- **Assigned task**
Copy out again, unchanged, the listing below from the line that has "Query: antler tine" through the line that has "out like [93,6].".
□ □ □ □ □
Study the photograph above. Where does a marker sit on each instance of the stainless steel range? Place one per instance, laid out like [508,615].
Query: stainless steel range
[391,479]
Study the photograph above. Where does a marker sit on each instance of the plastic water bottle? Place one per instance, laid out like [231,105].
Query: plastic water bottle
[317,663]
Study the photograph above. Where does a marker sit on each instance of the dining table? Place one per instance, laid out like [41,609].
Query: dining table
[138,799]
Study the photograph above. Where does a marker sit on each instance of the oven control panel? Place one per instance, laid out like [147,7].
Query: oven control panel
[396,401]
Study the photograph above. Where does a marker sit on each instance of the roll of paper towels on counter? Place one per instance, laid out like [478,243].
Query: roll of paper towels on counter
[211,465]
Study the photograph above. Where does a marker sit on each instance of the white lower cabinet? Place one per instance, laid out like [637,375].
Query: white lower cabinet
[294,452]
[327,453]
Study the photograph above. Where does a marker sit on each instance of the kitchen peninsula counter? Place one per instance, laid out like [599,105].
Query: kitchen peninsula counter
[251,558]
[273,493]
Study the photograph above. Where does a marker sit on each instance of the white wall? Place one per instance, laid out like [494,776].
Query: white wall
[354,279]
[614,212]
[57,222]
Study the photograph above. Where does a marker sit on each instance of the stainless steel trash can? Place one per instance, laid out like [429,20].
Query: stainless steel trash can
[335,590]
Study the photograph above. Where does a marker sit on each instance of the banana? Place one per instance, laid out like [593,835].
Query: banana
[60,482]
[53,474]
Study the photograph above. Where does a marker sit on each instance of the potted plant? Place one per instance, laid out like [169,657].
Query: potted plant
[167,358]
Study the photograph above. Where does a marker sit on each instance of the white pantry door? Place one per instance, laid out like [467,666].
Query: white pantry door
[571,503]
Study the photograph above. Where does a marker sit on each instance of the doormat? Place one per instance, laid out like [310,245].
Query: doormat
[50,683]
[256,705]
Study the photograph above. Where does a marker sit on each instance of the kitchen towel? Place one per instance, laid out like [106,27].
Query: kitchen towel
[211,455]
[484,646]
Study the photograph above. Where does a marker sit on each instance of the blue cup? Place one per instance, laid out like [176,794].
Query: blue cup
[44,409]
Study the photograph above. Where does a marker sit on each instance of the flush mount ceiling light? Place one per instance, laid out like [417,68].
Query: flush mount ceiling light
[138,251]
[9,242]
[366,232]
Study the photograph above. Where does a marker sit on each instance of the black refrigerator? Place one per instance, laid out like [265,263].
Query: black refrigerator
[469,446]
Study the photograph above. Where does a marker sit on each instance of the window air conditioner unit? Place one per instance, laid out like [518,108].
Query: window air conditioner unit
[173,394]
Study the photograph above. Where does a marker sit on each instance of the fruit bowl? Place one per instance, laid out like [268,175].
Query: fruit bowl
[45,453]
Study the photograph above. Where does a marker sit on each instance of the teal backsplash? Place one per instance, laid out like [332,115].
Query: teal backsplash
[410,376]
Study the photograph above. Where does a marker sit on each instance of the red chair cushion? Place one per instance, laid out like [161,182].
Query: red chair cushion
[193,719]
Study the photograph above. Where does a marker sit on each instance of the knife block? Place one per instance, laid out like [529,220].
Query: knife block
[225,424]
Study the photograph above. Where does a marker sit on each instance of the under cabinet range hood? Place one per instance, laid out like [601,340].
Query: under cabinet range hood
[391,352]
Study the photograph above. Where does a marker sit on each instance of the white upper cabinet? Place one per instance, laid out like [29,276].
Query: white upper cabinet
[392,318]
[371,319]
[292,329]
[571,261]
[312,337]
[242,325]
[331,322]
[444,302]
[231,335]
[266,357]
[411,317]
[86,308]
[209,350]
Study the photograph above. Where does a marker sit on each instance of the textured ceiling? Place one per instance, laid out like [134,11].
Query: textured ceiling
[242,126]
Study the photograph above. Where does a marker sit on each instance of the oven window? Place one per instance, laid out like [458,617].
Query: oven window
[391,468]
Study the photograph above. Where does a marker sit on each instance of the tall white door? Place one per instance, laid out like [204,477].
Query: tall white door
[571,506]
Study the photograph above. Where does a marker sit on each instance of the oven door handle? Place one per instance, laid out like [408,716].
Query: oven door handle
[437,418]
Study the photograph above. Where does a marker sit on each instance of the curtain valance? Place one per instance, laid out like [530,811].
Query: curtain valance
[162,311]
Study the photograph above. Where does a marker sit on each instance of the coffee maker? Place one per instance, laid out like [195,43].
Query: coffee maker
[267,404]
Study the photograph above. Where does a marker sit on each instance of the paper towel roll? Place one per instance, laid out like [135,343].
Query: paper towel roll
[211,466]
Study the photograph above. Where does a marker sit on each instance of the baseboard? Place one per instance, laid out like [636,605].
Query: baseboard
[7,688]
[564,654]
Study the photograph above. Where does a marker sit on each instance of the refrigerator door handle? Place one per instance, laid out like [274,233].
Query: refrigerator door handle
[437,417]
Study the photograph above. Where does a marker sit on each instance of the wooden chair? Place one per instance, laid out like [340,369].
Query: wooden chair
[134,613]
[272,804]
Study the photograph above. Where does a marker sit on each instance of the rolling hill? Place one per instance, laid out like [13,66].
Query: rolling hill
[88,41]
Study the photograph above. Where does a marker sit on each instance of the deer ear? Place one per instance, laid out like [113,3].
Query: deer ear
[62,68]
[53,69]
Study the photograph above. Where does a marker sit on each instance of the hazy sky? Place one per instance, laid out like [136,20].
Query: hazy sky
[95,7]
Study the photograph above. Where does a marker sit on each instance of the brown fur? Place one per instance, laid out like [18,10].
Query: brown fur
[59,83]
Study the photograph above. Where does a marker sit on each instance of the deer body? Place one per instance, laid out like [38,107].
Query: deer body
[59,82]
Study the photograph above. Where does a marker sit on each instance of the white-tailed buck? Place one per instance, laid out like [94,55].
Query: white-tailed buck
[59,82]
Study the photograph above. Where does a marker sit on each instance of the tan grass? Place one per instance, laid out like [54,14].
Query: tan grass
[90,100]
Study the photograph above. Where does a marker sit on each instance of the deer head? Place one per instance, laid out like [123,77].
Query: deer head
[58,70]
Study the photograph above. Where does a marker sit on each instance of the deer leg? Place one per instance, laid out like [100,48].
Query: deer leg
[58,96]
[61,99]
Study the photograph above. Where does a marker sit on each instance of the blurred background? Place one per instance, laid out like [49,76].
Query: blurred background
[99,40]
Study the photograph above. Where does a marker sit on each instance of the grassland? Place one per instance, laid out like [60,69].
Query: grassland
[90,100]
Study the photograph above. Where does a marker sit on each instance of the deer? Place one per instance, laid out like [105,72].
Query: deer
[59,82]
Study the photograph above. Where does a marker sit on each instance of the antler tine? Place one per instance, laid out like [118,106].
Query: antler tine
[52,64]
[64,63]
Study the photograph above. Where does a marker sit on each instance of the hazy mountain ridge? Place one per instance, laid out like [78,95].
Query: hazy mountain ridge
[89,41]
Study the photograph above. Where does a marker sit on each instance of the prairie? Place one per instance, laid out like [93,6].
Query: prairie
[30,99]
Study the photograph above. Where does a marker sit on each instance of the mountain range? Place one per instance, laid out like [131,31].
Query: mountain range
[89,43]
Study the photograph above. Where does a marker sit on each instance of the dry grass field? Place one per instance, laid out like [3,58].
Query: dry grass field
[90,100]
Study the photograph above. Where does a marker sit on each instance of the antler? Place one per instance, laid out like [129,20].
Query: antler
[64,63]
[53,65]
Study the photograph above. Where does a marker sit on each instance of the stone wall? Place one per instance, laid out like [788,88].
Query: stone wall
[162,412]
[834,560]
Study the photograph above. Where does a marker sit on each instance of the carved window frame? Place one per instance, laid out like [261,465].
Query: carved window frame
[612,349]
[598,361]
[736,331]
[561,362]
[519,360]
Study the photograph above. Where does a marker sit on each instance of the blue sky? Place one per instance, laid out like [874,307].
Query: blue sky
□ □ □ □ □
- **Solution for this problem**
Query: antler tine
[52,64]
[64,63]
Study the photograph above. Where does a marker sit on each instance of the hazy mountain ridge? Place one per instance, laid out like [78,95].
Query: hazy mountain ridge
[89,41]
Study the photograph above. Where does a marker sit on each instance of the prairie? Place one per instance, laid out like [93,6].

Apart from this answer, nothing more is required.